Exercise goal: Will you copy out all of the data below, line for line, with no changes?

Material provided:
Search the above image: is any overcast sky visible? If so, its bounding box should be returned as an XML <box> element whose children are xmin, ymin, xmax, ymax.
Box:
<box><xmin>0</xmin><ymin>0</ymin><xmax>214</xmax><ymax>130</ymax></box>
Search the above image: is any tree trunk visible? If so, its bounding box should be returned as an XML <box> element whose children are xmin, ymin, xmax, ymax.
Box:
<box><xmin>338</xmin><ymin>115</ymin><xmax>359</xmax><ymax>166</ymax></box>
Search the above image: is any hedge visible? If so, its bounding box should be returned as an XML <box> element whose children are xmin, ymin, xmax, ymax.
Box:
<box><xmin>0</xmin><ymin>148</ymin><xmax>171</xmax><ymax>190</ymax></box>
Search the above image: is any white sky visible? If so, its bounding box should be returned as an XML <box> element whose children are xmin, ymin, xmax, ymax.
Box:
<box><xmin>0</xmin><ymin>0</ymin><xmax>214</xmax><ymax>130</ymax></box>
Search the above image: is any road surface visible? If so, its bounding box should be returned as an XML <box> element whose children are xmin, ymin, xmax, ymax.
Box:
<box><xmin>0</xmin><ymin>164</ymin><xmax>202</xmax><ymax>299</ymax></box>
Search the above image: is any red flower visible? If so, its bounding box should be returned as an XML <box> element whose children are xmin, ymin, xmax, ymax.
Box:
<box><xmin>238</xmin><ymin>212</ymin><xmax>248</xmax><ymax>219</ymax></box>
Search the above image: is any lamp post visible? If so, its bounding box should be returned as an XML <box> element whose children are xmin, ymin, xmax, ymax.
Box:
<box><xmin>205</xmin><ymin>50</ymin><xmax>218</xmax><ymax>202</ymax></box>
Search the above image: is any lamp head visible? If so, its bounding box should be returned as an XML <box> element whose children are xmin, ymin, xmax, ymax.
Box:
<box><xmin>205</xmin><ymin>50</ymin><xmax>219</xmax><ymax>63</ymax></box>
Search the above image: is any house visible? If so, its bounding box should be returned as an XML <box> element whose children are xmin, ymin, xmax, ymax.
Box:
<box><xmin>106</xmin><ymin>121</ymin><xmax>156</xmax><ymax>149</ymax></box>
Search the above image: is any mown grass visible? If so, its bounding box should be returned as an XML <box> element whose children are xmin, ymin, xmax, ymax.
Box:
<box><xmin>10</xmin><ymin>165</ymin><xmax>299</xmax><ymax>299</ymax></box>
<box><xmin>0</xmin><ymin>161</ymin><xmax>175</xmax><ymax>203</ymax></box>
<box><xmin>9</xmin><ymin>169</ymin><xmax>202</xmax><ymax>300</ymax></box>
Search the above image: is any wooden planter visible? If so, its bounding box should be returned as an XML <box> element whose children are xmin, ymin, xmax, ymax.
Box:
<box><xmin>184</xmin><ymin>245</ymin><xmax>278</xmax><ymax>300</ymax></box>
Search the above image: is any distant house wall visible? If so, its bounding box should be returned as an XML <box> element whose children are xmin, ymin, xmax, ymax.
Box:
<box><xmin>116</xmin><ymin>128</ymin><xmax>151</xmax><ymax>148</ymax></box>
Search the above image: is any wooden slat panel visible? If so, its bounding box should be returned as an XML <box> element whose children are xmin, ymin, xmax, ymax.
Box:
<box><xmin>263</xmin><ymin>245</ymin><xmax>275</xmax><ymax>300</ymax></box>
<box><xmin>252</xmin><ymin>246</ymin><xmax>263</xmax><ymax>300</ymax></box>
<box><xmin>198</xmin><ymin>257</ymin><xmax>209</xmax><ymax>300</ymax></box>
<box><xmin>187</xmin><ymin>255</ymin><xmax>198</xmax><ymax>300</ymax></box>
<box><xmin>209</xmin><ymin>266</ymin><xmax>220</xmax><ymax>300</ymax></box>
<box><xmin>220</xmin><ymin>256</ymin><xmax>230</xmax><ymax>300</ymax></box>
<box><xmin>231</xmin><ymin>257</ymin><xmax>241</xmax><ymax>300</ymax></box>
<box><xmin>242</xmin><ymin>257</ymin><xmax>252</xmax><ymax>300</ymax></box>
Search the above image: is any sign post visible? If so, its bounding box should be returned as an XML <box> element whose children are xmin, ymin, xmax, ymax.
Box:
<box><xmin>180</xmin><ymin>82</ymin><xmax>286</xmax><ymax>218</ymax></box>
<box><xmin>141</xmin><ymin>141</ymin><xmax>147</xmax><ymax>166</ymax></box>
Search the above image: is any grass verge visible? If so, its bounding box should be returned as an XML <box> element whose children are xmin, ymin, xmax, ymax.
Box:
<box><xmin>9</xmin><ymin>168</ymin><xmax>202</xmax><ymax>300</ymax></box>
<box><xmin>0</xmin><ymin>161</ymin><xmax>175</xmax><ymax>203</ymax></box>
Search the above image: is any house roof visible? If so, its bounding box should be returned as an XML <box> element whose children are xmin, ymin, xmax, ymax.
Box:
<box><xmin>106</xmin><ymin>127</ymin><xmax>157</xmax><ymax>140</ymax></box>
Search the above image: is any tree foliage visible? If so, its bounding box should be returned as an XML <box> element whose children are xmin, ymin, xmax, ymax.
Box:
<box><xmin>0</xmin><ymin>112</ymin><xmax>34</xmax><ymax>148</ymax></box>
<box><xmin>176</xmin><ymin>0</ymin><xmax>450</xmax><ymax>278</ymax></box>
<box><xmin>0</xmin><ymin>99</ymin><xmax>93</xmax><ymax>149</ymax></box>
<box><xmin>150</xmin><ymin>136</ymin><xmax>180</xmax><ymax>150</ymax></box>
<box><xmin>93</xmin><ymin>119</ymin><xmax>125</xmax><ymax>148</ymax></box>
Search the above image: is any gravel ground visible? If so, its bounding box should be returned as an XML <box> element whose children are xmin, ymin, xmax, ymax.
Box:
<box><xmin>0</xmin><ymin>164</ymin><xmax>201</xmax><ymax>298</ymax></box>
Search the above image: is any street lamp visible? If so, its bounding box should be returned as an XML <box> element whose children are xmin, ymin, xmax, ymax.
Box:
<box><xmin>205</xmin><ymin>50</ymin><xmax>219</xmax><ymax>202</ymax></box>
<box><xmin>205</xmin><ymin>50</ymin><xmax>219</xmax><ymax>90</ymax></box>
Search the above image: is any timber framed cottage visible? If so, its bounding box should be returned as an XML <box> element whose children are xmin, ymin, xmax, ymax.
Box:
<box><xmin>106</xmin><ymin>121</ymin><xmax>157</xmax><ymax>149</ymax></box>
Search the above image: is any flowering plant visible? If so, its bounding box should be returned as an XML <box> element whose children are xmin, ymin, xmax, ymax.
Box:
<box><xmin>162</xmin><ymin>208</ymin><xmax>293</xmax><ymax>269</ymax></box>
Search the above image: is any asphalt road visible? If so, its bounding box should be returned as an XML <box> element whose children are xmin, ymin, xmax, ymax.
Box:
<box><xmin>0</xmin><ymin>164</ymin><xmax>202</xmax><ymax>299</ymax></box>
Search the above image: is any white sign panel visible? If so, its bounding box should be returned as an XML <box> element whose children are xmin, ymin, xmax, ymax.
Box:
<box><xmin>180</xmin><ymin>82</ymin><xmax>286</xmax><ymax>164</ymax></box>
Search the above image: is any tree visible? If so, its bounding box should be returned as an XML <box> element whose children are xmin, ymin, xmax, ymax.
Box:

Task response:
Search the above image: is any overcast sky visible? If so, its bounding box should be returned as an XML <box> element whose children are xmin, ymin, xmax, ymax.
Box:
<box><xmin>0</xmin><ymin>0</ymin><xmax>214</xmax><ymax>130</ymax></box>
Search the above image: is any tree trunk visible? If so, its bounding box should be returned as an XML <box> element whose children are xmin, ymin, xmax, ymax.
Box:
<box><xmin>338</xmin><ymin>115</ymin><xmax>359</xmax><ymax>166</ymax></box>
Search the above image: is any hedge visible? If so, its bounding box should be returned as an XML <box> element whose children are xmin, ymin, xmax, ymax.
Box:
<box><xmin>0</xmin><ymin>148</ymin><xmax>171</xmax><ymax>190</ymax></box>
Search the above image: is any white sky visible? If so, its bounding box should be returned as an XML <box> element whose children are xmin, ymin, xmax, ymax.
Box:
<box><xmin>0</xmin><ymin>0</ymin><xmax>214</xmax><ymax>130</ymax></box>
Search the above image: is any road surface visible? If so, its bounding box should be returned as an XML <box> element whose children are xmin, ymin, xmax, ymax.
Box:
<box><xmin>0</xmin><ymin>164</ymin><xmax>202</xmax><ymax>299</ymax></box>
Search the above image: is any red flower visible? If so, its bounding box should be returned as an XML <box> element whose children are xmin, ymin, xmax, ymax.
Box:
<box><xmin>238</xmin><ymin>212</ymin><xmax>248</xmax><ymax>219</ymax></box>
Search the above image: is any lamp post visible? If so, its bounding box should be returned as an XML <box> element whose children are xmin, ymin, xmax, ymax.
Box:
<box><xmin>205</xmin><ymin>50</ymin><xmax>218</xmax><ymax>202</ymax></box>
Search the above image: is any lamp head visible? If so, its bounding box should be returned as an XML <box> element whose children are xmin, ymin, xmax, ymax.
Box:
<box><xmin>205</xmin><ymin>50</ymin><xmax>219</xmax><ymax>63</ymax></box>
Search the above image: is any house visible? If so, its bounding box should be returned as an XML <box> element whose children are xmin, ymin, xmax, ymax.
Box:
<box><xmin>106</xmin><ymin>121</ymin><xmax>156</xmax><ymax>149</ymax></box>
Search the above image: is any mown grass visible? If so, its bounding box should be returned as an XML <box> element whose children are xmin, ymin, xmax, ymax.
Box:
<box><xmin>10</xmin><ymin>165</ymin><xmax>299</xmax><ymax>299</ymax></box>
<box><xmin>0</xmin><ymin>161</ymin><xmax>175</xmax><ymax>203</ymax></box>
<box><xmin>9</xmin><ymin>169</ymin><xmax>202</xmax><ymax>300</ymax></box>
Search the above image: is any wooden planter visible? If so, its bounding box should be returned as an XML <box> element whose children are xmin, ymin, xmax, ymax.
Box:
<box><xmin>184</xmin><ymin>245</ymin><xmax>278</xmax><ymax>300</ymax></box>
Search the above image: is any distant house wall visible? If so, its bounding box should be returned as an XML <box> element whose children are xmin, ymin, xmax, ymax.
Box:
<box><xmin>116</xmin><ymin>128</ymin><xmax>151</xmax><ymax>148</ymax></box>
Search the above image: is any wooden slat panel visible? If so, its bounding box should be returned as an XML <box> element whose children are xmin, ymin, xmax, ymax.
Box:
<box><xmin>263</xmin><ymin>245</ymin><xmax>275</xmax><ymax>300</ymax></box>
<box><xmin>252</xmin><ymin>246</ymin><xmax>263</xmax><ymax>300</ymax></box>
<box><xmin>198</xmin><ymin>257</ymin><xmax>209</xmax><ymax>300</ymax></box>
<box><xmin>187</xmin><ymin>255</ymin><xmax>198</xmax><ymax>300</ymax></box>
<box><xmin>209</xmin><ymin>266</ymin><xmax>220</xmax><ymax>300</ymax></box>
<box><xmin>220</xmin><ymin>256</ymin><xmax>230</xmax><ymax>300</ymax></box>
<box><xmin>231</xmin><ymin>257</ymin><xmax>241</xmax><ymax>300</ymax></box>
<box><xmin>242</xmin><ymin>257</ymin><xmax>252</xmax><ymax>300</ymax></box>
Search the above image: is any sign post visible? If so, its bounding box should be returned as an XML <box> element whose children are xmin, ymin, xmax, ymax.
Box:
<box><xmin>180</xmin><ymin>82</ymin><xmax>286</xmax><ymax>218</ymax></box>
<box><xmin>141</xmin><ymin>141</ymin><xmax>147</xmax><ymax>166</ymax></box>
Search the above image: is any grass verge visible? If so, its bounding box should be returned as an XML <box> element whose children are xmin, ymin, xmax, ymax.
Box:
<box><xmin>9</xmin><ymin>168</ymin><xmax>202</xmax><ymax>300</ymax></box>
<box><xmin>0</xmin><ymin>161</ymin><xmax>175</xmax><ymax>203</ymax></box>
Search the above image: is any house roof visible? If so, its bounding box should be returned as an XML <box> element whose children are xmin, ymin, xmax, ymax.
Box:
<box><xmin>106</xmin><ymin>127</ymin><xmax>157</xmax><ymax>140</ymax></box>
Search the above image: is any tree foliage visible? If so, its bounding box should be returned as an XML <box> element whose children are xmin, ymin, xmax, ymax.
Box:
<box><xmin>0</xmin><ymin>112</ymin><xmax>34</xmax><ymax>148</ymax></box>
<box><xmin>176</xmin><ymin>0</ymin><xmax>450</xmax><ymax>278</ymax></box>
<box><xmin>0</xmin><ymin>99</ymin><xmax>93</xmax><ymax>149</ymax></box>
<box><xmin>150</xmin><ymin>136</ymin><xmax>180</xmax><ymax>150</ymax></box>
<box><xmin>93</xmin><ymin>119</ymin><xmax>125</xmax><ymax>148</ymax></box>
Search the above image: is any gravel ground visible? If so, its bounding box should be returned as an XML <box> element whose children are xmin, ymin, xmax, ymax.
Box:
<box><xmin>0</xmin><ymin>164</ymin><xmax>201</xmax><ymax>298</ymax></box>
Search the above image: is any street lamp visible? If so, its bounding box should be returned as an XML <box> element whose children are xmin, ymin, xmax, ymax.
Box:
<box><xmin>205</xmin><ymin>50</ymin><xmax>219</xmax><ymax>202</ymax></box>
<box><xmin>205</xmin><ymin>50</ymin><xmax>219</xmax><ymax>90</ymax></box>
Search the above image: is any timber framed cottage visible? If so, its bounding box should be returned as an XML <box> element whose children are xmin, ymin, xmax, ymax.
Box:
<box><xmin>106</xmin><ymin>121</ymin><xmax>157</xmax><ymax>149</ymax></box>
Search the above image: is any flowering plant visible? If so, its bounding box should be returned as an XML <box> element whose children are xmin, ymin, xmax, ymax.
Box:
<box><xmin>162</xmin><ymin>208</ymin><xmax>293</xmax><ymax>269</ymax></box>
Search the above image: is any asphalt road visible? If so, its bounding box should be returned as an XML <box> element whose children are xmin, ymin, xmax, ymax.
Box:
<box><xmin>0</xmin><ymin>164</ymin><xmax>202</xmax><ymax>299</ymax></box>
Search the above image: is any white sign panel visible? If so, its bounding box should be returned as an XML <box> element whose children are xmin, ymin, xmax, ymax.
Box:
<box><xmin>180</xmin><ymin>82</ymin><xmax>286</xmax><ymax>164</ymax></box>
Search the above image: is any tree visible? If so, its bounding box should be returned as an XML <box> element whose children are xmin, ymin, xmax, ymax.
Box:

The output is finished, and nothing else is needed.